### Data records
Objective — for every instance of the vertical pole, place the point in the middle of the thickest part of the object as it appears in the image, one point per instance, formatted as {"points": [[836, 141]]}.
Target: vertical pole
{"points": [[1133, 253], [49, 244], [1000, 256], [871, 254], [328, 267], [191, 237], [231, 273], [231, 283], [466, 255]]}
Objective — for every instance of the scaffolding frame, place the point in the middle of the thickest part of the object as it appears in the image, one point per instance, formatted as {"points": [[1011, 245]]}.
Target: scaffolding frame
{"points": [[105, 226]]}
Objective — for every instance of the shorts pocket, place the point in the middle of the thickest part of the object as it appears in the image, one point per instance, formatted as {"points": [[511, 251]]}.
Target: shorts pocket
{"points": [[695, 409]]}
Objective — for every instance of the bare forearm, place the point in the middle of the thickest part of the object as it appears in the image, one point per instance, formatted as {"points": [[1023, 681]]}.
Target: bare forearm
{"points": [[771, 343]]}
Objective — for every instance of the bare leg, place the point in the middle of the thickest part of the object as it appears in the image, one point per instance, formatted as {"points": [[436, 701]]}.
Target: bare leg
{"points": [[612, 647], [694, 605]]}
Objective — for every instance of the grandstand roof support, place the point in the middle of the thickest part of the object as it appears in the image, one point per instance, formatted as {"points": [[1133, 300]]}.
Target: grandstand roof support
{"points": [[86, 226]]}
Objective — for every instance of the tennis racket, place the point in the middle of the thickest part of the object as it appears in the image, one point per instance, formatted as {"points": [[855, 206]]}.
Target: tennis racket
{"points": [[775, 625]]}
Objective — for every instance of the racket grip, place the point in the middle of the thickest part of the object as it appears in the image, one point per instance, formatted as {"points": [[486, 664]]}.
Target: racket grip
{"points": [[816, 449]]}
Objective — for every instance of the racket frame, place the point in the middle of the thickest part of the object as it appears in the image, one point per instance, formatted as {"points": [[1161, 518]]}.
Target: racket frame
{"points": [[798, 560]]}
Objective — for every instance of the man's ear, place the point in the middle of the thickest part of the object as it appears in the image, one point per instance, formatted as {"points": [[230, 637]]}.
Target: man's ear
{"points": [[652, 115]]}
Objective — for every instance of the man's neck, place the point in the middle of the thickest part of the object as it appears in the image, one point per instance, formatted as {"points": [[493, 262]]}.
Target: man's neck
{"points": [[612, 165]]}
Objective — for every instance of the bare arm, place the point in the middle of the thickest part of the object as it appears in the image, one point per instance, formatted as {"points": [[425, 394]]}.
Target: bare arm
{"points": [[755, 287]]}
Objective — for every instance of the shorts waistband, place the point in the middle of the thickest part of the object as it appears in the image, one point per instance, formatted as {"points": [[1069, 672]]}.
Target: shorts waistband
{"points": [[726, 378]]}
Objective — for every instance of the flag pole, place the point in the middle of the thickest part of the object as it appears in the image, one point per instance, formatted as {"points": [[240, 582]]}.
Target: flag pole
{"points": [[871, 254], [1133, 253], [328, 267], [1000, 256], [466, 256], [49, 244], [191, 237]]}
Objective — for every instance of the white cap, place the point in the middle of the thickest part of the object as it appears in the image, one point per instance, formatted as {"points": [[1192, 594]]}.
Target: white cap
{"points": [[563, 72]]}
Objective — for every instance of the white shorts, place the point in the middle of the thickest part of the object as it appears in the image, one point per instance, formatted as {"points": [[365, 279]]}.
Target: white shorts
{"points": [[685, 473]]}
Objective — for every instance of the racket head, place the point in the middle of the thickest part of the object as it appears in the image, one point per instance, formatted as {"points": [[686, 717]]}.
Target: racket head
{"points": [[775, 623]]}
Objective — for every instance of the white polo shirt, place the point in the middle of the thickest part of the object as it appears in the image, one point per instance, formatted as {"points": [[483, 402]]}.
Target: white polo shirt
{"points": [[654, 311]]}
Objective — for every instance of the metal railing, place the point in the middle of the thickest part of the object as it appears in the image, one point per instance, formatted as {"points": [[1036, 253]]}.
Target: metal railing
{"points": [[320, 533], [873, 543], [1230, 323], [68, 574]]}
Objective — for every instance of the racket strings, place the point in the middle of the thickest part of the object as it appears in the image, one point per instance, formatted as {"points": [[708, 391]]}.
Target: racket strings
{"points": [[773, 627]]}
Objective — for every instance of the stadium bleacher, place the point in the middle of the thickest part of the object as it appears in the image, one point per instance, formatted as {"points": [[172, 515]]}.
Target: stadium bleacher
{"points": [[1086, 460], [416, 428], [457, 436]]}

### Assignment
Return the listing above in its exact form.

### Task response
Objective — for every instance of the vertical pole, place the point in the middle of the thickest part of the object as it appears in the image, one point per instance, formatted as {"points": [[836, 141]]}.
Target: vertical pole
{"points": [[1133, 253], [49, 244], [1000, 256], [871, 254], [328, 267], [191, 237], [231, 273], [231, 283], [466, 255]]}
Objective — for every instance of the scaffolding frame, place the point in the middle of the thickest part of the object as it appears in the image, one point per instance, formatted as {"points": [[1011, 245]]}.
Target: scaffolding frame
{"points": [[105, 226]]}
Objective — for every instance of the shorts pocket, place the point in the middle of the thickest part of the object as it appears in the image, one point per instance, formatted as {"points": [[511, 251]]}.
Target: shorts pocket
{"points": [[695, 409]]}
Objective — for every instance of the bare forearm, place the point in the middle of the thickest part of the object as it appears in the image, one point per instance, formatted as {"points": [[1023, 681]]}.
Target: bare forearm
{"points": [[771, 343]]}
Objective — for every instance of the bare leg, place the point in the middle of the thickest part of the object as it appears in the image, one point per instance, formatted as {"points": [[436, 701]]}.
Target: bare leg
{"points": [[612, 647], [694, 605]]}
Objective — for every instance of the grandstand roof support, place the point in the middle of the thickest part of the object as it appears in the image, one point per instance, formatted as {"points": [[1133, 300]]}.
Target: grandstand roof support
{"points": [[86, 226]]}
Objective — for every instance of the tennis racket, place the point in the middle of the thickest part of the object as it appears in the image, one point per instance, formatted as {"points": [[855, 206]]}.
Target: tennis racket
{"points": [[775, 625]]}
Objective — for every instance of the racket grip, place the point in the middle of the thickest part of the object as it appears in the image, one point per instance, formatted as {"points": [[486, 664]]}.
Target: racket grip
{"points": [[816, 449]]}
Objective — for every instance of the racket frame, place the point in the middle of the thickest part of the object as it appears in the image, one point per instance, formatted as {"points": [[1161, 518]]}.
Target: racket frame
{"points": [[798, 560]]}
Objective — for every instance of the man's ear, place the point in the middle of the thickest part of the object as it appears in the image, one point per instance, formatted as {"points": [[230, 637]]}.
Target: man's ear
{"points": [[652, 115]]}
Objective — for every instance of the man's neck, place the point in the middle of the thickest part of the object as it appears in the image, one point per instance, formatted as {"points": [[493, 262]]}.
Target: man's neck
{"points": [[612, 165]]}
Objective — for every instance of the bare arm, place the point in the middle of the thickest part of the object as it appears in the image, one point per instance, formatted as {"points": [[425, 394]]}.
Target: bare arm
{"points": [[755, 287]]}
Objective — for every instance of the shorts waistband, place the point in the middle of the thickest part of the object as it appears in the image, one point per instance, formatted as {"points": [[1069, 672]]}.
Target: shorts waistband
{"points": [[726, 378]]}
Objective — for every instance of the flag pole, place the point in the middle of the thickest part of the object as it appears in the image, one point per instance, formatted as {"points": [[240, 582]]}.
Target: flag pole
{"points": [[871, 254], [1133, 253], [328, 267], [1000, 256], [466, 256], [49, 244], [191, 237]]}
Objective — for every instance of the white cap, place the point in the middle of the thickest part of the object as it appears in the image, one point per instance, formatted as {"points": [[1192, 594]]}.
Target: white cap
{"points": [[563, 72]]}
Objective — for every instance of the white shorts, place the point in the middle of the thickest part of the object as it appears in the image, one point per instance, formatted as {"points": [[365, 279]]}.
Target: white shorts
{"points": [[685, 473]]}
Objective — for every instance of the racket head, place the point in the middle of the thickest part of the object as it appears in the image, one point per instance, formatted as {"points": [[686, 717]]}.
Target: racket head
{"points": [[775, 623]]}
Objective — for every instance of the white polo shirt, place the point in the middle of the thickest part of the object as it appears in the image, one point per instance, formatted as {"points": [[483, 402]]}.
Target: white polo shirt
{"points": [[654, 311]]}
Objective — for every instance of the metal railing, place the point in the middle of the thickest part of the object as it appears in the image, one point per instance, formatted as {"points": [[1036, 253]]}.
Target: metal railing
{"points": [[320, 533], [873, 543], [1230, 323], [68, 574]]}
Objective — for every instance of the racket strings, place the point in the middle of the thickest part of the object as it appears in the image, one point per instance, formatted as {"points": [[708, 391]]}.
Target: racket strings
{"points": [[773, 627]]}
Objective — for every instance of the stadium bleacher, place the point in the middle of the thickest part of the object as it appears in the image, one point per instance, formatted as {"points": [[172, 515]]}.
Target: stadium bleacher
{"points": [[1086, 460], [416, 428], [457, 436]]}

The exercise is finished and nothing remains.